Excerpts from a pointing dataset
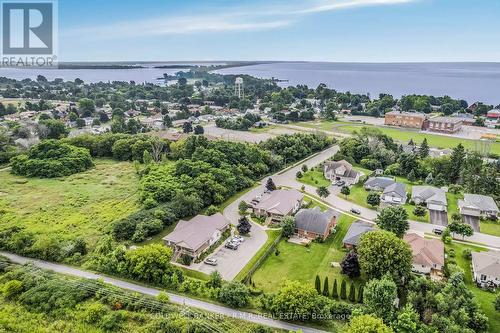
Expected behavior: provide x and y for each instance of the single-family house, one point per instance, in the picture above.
(315, 224)
(341, 171)
(195, 236)
(433, 197)
(428, 254)
(356, 230)
(378, 183)
(394, 194)
(486, 268)
(478, 205)
(278, 203)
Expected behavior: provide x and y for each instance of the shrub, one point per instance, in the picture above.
(12, 288)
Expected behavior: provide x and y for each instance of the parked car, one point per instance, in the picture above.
(437, 231)
(355, 211)
(210, 261)
(232, 245)
(238, 238)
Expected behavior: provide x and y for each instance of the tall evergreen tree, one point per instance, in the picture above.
(456, 163)
(352, 293)
(317, 284)
(343, 290)
(326, 290)
(335, 291)
(360, 295)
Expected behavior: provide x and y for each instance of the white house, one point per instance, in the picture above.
(478, 205)
(486, 268)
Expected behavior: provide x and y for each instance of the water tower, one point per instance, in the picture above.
(238, 88)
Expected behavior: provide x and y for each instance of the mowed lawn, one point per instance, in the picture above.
(301, 263)
(314, 177)
(82, 204)
(403, 135)
(484, 298)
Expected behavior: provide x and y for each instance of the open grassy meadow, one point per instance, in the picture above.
(82, 204)
(301, 263)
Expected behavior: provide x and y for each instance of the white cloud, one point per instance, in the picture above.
(324, 6)
(237, 19)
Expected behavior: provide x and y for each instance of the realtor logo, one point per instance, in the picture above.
(28, 28)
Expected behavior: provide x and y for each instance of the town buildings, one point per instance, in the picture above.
(444, 124)
(405, 119)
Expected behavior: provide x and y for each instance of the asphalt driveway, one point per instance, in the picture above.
(473, 221)
(438, 217)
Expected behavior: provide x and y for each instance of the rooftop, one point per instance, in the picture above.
(356, 230)
(426, 252)
(453, 120)
(194, 233)
(314, 220)
(478, 201)
(279, 201)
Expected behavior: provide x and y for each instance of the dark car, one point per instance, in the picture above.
(232, 245)
(355, 211)
(210, 261)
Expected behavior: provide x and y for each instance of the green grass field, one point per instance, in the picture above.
(82, 204)
(314, 178)
(485, 298)
(403, 135)
(297, 262)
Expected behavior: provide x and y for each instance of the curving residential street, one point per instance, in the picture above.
(288, 179)
(174, 298)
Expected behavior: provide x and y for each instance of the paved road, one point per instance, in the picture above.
(338, 203)
(174, 298)
(229, 262)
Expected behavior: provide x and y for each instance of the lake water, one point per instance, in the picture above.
(469, 81)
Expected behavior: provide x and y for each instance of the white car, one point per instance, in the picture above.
(238, 238)
(210, 261)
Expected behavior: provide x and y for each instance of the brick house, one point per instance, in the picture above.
(405, 119)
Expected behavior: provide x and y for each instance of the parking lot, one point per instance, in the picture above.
(438, 217)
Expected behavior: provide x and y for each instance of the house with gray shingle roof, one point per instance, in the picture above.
(193, 237)
(378, 183)
(486, 268)
(478, 205)
(314, 224)
(356, 230)
(341, 171)
(394, 194)
(433, 197)
(278, 203)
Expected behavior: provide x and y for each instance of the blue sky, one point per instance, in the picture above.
(309, 30)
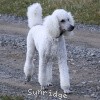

**GIVEN PROBLEM**
Count the lines in the records above that contain the word "house". Reply with the number only.

**THE REPLY**
4